* COMPLETE THE FOLLOWING:
a – Please list every place name that appears in the article on chemical weapons in Syria, including its headline and photo caption, with each name given once.
b – Pick up the article on chemical weapons in Syria after its final sentence and write the next few paragraphs.

* EXCERPTED TEXT:
□ □ □
As chemicals slaughter more Syrians, world weighs options

Bassem Aly , Sunday 25 Aug 2013

The future of the war in Syria remains unknown as world powers ponder how to verify and respond to allegations of chemical weapons use

Chemical Weapons in Syria
Chemical materials and gas masks are pictured in a warehouse at the front line of clashes between opposition fighters and government forces, during a guided tour by the Syrian Army in the Damascus suburb of Jobar August 24, 2013 (Photo: Reuters)

As the Syrian civil war approaches its third year, the international community is giving increasing attention as more and more evidence suggest the current regime used chemical weapons against opponents.

The Syrian opposition accused security forces loyal to President Bashar Al-Assad of using chemical weapons on Wednesday in attacks that killed 1,300 people in east and southwest Damascus.
□ □ □
* ITEMS:
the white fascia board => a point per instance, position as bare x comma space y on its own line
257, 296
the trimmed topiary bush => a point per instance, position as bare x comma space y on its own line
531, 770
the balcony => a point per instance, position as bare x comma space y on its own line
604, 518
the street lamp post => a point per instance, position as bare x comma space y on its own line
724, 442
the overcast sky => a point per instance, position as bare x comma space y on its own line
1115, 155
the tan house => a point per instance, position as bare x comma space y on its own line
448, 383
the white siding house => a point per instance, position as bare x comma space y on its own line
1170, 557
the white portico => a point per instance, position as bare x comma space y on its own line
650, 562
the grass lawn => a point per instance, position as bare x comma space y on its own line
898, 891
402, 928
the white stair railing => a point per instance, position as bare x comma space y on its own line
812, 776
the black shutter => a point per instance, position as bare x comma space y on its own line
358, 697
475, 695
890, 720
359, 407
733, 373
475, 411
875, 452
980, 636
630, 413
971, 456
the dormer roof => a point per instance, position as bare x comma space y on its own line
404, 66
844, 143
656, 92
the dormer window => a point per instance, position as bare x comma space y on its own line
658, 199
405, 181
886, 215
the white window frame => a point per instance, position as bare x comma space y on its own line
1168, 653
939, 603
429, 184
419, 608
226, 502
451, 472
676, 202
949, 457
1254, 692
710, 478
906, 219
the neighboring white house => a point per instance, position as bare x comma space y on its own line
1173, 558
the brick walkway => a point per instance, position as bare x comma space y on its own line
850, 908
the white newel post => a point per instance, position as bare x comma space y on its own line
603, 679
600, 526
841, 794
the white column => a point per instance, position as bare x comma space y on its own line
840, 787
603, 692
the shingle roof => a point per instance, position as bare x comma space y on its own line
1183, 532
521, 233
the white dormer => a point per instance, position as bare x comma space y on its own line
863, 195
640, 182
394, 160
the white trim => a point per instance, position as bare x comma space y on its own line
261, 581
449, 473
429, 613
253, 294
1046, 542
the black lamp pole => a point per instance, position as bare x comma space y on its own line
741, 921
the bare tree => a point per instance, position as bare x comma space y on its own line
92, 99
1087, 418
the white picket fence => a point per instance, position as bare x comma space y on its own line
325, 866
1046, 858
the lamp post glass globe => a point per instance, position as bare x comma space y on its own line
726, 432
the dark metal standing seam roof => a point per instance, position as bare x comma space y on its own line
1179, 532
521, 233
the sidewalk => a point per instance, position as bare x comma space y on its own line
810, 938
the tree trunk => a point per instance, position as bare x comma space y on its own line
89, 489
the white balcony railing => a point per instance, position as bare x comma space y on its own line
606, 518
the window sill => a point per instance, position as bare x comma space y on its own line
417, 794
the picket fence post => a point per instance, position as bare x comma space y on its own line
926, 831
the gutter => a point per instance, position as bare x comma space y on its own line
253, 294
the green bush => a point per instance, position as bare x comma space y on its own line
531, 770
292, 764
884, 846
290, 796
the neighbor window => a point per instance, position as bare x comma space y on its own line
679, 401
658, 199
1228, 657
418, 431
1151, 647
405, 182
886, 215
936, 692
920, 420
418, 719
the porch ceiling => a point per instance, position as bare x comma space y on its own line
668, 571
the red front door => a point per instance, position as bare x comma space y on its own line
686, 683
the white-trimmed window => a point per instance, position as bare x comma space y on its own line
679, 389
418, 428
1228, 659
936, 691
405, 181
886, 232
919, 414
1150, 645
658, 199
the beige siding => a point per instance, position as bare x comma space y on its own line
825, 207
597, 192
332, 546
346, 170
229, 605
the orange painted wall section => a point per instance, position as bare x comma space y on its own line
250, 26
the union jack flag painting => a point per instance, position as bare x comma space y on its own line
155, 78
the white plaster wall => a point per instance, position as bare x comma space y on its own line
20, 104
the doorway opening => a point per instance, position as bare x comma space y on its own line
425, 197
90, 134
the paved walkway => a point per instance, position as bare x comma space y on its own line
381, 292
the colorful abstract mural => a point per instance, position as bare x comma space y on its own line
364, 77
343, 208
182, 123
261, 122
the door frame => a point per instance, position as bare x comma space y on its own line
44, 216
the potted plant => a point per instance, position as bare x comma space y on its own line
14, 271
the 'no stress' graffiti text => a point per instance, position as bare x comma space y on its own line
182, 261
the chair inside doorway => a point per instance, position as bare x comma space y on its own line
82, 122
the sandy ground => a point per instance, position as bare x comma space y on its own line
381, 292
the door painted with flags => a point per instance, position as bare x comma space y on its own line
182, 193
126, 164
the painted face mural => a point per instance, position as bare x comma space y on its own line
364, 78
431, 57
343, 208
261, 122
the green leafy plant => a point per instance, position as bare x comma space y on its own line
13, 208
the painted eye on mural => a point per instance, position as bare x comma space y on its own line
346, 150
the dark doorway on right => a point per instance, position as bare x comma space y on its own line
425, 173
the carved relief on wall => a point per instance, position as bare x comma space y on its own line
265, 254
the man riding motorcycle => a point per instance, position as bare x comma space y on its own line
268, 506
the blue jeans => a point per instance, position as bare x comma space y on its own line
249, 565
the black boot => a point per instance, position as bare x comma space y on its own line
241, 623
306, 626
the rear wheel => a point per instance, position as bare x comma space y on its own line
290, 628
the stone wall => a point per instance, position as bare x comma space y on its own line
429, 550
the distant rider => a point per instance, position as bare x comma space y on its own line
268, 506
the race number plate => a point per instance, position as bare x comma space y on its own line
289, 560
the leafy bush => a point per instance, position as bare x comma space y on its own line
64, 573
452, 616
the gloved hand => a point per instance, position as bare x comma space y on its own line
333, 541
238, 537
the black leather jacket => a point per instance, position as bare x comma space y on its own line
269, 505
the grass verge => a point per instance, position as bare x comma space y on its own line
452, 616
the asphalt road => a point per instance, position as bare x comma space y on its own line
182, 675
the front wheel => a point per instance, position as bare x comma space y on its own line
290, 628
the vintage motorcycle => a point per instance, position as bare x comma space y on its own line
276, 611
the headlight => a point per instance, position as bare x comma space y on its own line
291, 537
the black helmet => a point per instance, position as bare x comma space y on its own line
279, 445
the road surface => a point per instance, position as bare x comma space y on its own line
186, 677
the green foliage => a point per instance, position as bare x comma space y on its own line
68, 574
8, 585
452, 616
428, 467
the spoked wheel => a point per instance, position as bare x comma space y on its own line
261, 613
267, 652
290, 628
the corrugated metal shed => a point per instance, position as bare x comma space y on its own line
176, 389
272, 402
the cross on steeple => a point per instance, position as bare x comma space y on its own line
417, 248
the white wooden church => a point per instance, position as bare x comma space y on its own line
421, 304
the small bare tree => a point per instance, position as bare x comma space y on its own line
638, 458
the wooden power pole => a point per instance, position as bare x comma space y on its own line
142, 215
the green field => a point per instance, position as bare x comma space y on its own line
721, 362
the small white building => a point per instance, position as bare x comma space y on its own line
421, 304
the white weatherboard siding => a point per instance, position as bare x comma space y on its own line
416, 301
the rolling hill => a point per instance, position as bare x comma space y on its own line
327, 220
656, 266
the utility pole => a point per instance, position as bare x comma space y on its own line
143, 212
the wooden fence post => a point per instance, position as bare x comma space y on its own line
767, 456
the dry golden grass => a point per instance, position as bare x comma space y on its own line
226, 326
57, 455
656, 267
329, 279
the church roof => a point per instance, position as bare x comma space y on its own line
□ □ □
* RESULTS:
a – Syria, Damascus, Jobar

b –
The scenes of victims of weapons of mass destruction has pushed some in the international community to step up talk of doing more to end the war between the Bashar Al-Assad regime and rebels in which more than 100,000 people have lost their lives.

However, for some opponents of the current regime, only meaningful international intervention can put a stop to the bloodshed. For others, the increasing brutality of the regime at least warrants arming the rebels.

But no one knows when or if, or in what form, help will come.

Wednesday's deadly attacks

The regime, however, denied the accusations that came during the visit of a 20-member UN inspection team to investigate three sites where chemical weapons were allegedly used in 2012.

Mulham Al-Jundi, a member of Syrian National Council, an opposition group, told Ahram Online that the regime denied "whatever it did" after committing every massacre since the beginning of the Syrian revolution in March 2011.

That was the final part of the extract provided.